*Document extract*.

════════

Since the entries are JSON records, you will need to parse them and use their respective object representations. You can use this mapping for all queries. Since some of the queries take a long time to execute on the dataset, you may want to answer these queries on the first `100000` entries. 

**For the quiz, fill in the results by running the queries on the 100000-entry subset (`test_entries` as defined in the following cell) instead of the entire dataset.**

In [4]:
import json

testset = sc.parallelize(data.take(100000))
test_entries = testset.map(json.loads)

print(test_entries.first())

{'guess': 'Norwegian', 'target': 'Norwegian', 'country': 'AU', 'choices': ['Maori', 'Mandarin', 'Norwegian', 'Tongan'], 'sample': '48f9c924e0d98c959d8a6f1862b3ce9a', 'date': '2013-08-19'}


Good! Let's get to work. A few last things:
- Take into account that some of the queries might have very large outputs, which Jupyter (or sometimes even Spark) won't be able to handle. It is normal for the queries to take some time, but if the notebook crashes or stops responding, try restarting the kernel. Avoid printing large outputs. You can print the first few entries to confirm the query has worked, as shown in query 1.
- Remember to delete the cluster if you want to stop working! You can recreate it using the same container name and your resources will still be there.
- Refer to the [documentation](http://spark.apache.org/docs/2.3.0/api/python/pyspark.html#pyspark.RDD), as well as the programming guides on actions and transformations linked to above.

And now to the actual queries: *Please make sure that in your queries you *only* use PySpark, and avoid any dataframes (they will covered in next week's exercises)*

1\. Find all games such that the guessed language is correct (=target), and such that this language is Spanish. What is the length of the resulting sequence?

In [5]:
start = time.time()
# Query:
matching = test_entries.filter(lambda e: e["target"] == "Spanish").filter(lambda e: e["target"] == e["guess"]).collect()
end = time.time()

════════

*Object detection data*.
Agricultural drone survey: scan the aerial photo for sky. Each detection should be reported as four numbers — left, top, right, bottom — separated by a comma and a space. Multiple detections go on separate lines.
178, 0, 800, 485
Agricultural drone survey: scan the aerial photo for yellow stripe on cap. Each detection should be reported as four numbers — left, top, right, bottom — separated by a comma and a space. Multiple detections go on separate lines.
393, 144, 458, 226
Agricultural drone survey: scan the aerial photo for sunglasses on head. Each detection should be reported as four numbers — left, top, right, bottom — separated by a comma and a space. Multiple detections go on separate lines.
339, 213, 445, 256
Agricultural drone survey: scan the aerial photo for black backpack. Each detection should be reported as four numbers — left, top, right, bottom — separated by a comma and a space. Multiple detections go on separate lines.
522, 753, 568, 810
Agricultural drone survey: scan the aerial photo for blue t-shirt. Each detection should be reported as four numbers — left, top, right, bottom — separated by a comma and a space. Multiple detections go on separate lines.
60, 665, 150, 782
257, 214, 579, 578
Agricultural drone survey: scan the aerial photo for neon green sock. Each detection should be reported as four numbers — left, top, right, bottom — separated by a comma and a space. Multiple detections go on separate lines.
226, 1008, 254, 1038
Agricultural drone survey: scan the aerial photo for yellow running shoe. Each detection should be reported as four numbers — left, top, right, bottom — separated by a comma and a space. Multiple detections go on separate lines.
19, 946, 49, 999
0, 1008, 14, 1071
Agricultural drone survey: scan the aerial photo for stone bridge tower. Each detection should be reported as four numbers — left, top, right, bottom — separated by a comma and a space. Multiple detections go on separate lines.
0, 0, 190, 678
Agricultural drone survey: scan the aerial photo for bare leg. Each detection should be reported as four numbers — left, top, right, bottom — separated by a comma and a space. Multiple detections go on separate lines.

════════

*The request*. Resume the PySpark notebook on language-guessing games, picking up right after its final line.

*The output*.
# Only print the first few entries
print(json.dumps(matching[:3], indent=4))
# print number of matching 
print('Number of matching games ', len(matching))
print('Time consumption {} sec'.format(end - start))

[
    {
        "guess": "Spanish",
        "target": "Spanish",
        "country": "AU",
        "choices": [
            "Amharic",
            "Czech",
            "Sinhalese",
            "Spanish"
        ],
        "sample": "dc3ace49393de518e87d4f8d3ae8d9db",
        "date": "2013-08-19"
    },
    {
        "guess": "Spanish",
        "target": "Spanish",
        "country": "AU",
        "choices": [
            "Albanian",
            "Dinka",
            "Spanish",
            "Thai"
        ],
        "sample": "c8f4f097079404bf9a0e94d604efd1d5",
        "date": "2013-08-19"
    },
    {
        "guess": "Spanish",
        "target": "Spanish",
        "country": "AU",
        "choices": [
            "Maori",
            "Dari",
            "Korean",
            "Spanish"
        ],
        "sample": "c8f4f097079404bf9a0e94d604efd1d5",
        "date": "2013-08-19"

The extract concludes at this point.